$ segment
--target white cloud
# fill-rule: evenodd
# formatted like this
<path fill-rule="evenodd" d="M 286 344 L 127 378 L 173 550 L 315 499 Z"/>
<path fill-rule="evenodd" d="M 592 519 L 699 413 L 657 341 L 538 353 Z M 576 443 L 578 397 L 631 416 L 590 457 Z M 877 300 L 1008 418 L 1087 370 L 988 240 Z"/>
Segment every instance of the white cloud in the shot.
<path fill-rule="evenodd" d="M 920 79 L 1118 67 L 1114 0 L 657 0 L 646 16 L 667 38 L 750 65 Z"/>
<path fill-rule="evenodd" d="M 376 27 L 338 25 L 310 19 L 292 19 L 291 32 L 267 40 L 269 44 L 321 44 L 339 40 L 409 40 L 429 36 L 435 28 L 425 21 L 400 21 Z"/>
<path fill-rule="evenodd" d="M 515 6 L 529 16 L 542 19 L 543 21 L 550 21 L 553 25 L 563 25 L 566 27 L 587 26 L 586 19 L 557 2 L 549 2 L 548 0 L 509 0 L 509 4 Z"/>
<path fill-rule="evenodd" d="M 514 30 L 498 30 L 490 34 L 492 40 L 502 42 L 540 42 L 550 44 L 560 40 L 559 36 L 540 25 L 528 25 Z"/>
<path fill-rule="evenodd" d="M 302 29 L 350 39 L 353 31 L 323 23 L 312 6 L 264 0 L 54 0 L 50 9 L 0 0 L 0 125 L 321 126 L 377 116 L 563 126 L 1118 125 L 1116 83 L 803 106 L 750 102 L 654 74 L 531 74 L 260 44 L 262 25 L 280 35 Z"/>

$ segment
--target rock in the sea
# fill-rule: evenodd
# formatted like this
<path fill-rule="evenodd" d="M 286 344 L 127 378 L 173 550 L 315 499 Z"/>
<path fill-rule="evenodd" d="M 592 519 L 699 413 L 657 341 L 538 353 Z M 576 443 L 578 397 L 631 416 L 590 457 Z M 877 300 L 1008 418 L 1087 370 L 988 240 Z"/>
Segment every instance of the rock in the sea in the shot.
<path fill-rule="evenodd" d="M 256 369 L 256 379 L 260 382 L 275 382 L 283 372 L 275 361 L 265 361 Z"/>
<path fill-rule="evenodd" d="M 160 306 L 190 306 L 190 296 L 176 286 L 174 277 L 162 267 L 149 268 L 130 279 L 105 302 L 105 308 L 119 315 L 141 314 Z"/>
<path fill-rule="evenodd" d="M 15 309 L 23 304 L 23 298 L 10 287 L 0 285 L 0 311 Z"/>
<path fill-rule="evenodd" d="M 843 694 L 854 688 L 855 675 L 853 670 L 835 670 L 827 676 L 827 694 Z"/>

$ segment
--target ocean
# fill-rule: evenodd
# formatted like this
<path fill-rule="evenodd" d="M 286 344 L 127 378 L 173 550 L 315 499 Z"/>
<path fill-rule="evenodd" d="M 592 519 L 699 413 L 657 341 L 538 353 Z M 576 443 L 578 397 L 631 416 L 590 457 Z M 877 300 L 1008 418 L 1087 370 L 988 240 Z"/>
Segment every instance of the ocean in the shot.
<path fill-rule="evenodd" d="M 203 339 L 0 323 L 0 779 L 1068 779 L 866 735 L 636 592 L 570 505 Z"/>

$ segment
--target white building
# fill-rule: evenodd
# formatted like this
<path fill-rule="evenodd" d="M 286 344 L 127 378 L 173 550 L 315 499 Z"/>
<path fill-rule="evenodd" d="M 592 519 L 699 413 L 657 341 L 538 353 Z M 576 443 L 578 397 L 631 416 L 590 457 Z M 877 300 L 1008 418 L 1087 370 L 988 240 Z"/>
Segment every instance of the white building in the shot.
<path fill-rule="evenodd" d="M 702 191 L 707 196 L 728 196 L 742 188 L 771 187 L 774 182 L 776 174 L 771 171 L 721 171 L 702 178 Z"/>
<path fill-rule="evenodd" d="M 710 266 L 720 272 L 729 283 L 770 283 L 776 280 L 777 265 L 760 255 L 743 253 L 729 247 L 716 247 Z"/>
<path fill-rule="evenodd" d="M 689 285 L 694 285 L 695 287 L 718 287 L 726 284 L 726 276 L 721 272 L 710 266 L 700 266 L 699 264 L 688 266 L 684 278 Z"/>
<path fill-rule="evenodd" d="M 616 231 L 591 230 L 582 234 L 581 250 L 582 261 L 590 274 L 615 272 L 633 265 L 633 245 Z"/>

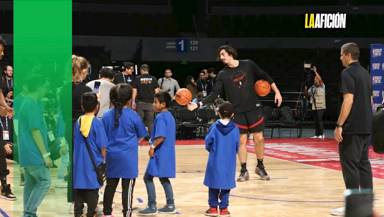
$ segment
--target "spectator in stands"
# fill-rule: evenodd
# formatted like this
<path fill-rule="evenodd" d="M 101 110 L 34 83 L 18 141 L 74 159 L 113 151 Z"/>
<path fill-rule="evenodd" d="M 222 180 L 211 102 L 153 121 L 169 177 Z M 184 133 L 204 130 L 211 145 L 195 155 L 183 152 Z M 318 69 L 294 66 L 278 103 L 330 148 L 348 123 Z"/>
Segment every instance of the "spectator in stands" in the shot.
<path fill-rule="evenodd" d="M 101 119 L 101 117 L 104 113 L 109 109 L 109 105 L 111 101 L 109 100 L 109 91 L 111 88 L 115 86 L 113 82 L 114 81 L 114 73 L 113 70 L 107 67 L 102 68 L 99 72 L 99 79 L 89 81 L 87 83 L 86 85 L 93 89 L 95 85 L 95 82 L 98 81 L 100 83 L 100 86 L 102 87 L 100 89 L 101 93 L 101 98 L 100 99 L 100 107 L 99 112 L 98 113 L 96 117 L 99 119 Z M 115 76 L 116 77 L 116 75 Z"/>
<path fill-rule="evenodd" d="M 3 94 L 5 96 L 5 91 L 7 88 L 13 88 L 13 68 L 11 66 L 5 67 L 3 75 L 2 78 L 2 89 Z"/>
<path fill-rule="evenodd" d="M 157 82 L 160 87 L 160 91 L 167 92 L 170 95 L 171 99 L 175 96 L 175 91 L 180 89 L 179 82 L 172 78 L 172 71 L 169 69 L 166 70 L 165 77 L 160 78 Z"/>
<path fill-rule="evenodd" d="M 192 76 L 188 76 L 185 78 L 185 82 L 184 84 L 185 88 L 189 90 L 192 94 L 192 99 L 194 99 L 197 97 L 197 86 L 195 79 Z"/>
<path fill-rule="evenodd" d="M 157 80 L 149 75 L 149 66 L 143 64 L 140 67 L 141 75 L 137 76 L 133 83 L 132 91 L 132 108 L 140 116 L 142 121 L 145 116 L 147 119 L 148 136 L 152 134 L 153 127 L 153 100 L 155 94 L 159 93 L 159 88 Z M 136 95 L 137 93 L 137 102 Z M 151 138 L 148 138 L 150 139 Z"/>
<path fill-rule="evenodd" d="M 199 92 L 197 93 L 197 97 L 194 99 L 192 100 L 192 101 L 194 103 L 198 103 L 201 102 L 203 99 L 204 99 L 204 95 L 202 93 Z M 199 108 L 206 108 L 207 105 L 205 105 L 199 107 Z"/>
<path fill-rule="evenodd" d="M 215 85 L 216 84 L 216 70 L 215 70 L 215 68 L 211 67 L 207 71 L 209 76 L 208 79 L 208 82 L 209 83 L 208 94 L 209 94 L 212 92 L 212 91 L 213 90 L 214 88 L 215 87 Z"/>
<path fill-rule="evenodd" d="M 207 74 L 208 75 L 208 73 Z M 202 70 L 199 74 L 199 78 L 196 82 L 197 86 L 197 93 L 202 93 L 204 97 L 208 96 L 207 91 L 209 89 L 209 83 L 207 78 L 205 71 L 204 70 Z"/>
<path fill-rule="evenodd" d="M 135 65 L 130 62 L 124 63 L 123 70 L 121 73 L 118 73 L 113 77 L 113 83 L 115 84 L 124 83 L 131 85 L 133 84 L 135 76 L 132 75 Z"/>
<path fill-rule="evenodd" d="M 325 136 L 322 119 L 323 115 L 326 108 L 325 105 L 325 84 L 317 73 L 315 66 L 313 66 L 313 71 L 316 75 L 313 80 L 313 85 L 310 88 L 308 91 L 307 88 L 305 87 L 305 92 L 307 94 L 311 96 L 312 115 L 316 129 L 314 136 L 311 138 L 324 139 Z"/>
<path fill-rule="evenodd" d="M 68 82 L 64 84 L 60 92 L 60 104 L 63 119 L 65 123 L 65 130 L 64 137 L 68 142 L 69 152 L 72 154 L 70 155 L 70 172 L 68 176 L 68 191 L 67 192 L 68 201 L 72 202 L 70 207 L 70 213 L 73 214 L 74 206 L 75 191 L 73 184 L 73 137 L 72 134 L 74 130 L 74 125 L 79 118 L 83 115 L 85 113 L 81 108 L 81 96 L 85 93 L 93 92 L 91 88 L 82 83 L 88 74 L 88 62 L 84 57 L 72 55 L 72 82 Z M 99 89 L 102 90 L 103 87 L 100 86 Z M 72 98 L 66 96 L 68 93 L 72 91 Z M 98 94 L 98 97 L 101 98 L 101 91 Z M 68 108 L 68 104 L 72 104 L 72 108 Z M 97 114 L 95 114 L 97 115 Z M 70 141 L 71 142 L 70 142 Z M 69 142 L 71 143 L 70 144 Z"/>
<path fill-rule="evenodd" d="M 13 107 L 13 88 L 8 87 L 5 90 L 5 102 L 10 107 Z"/>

--------

[Exercise prompt] Please gather every line of the records above that contains the word "target", treating uppercase and lowercase as different.

[Output of the task]
--target white cloud
--target rock in the sea
--target ocean
--target white building
--target "spectator in stands"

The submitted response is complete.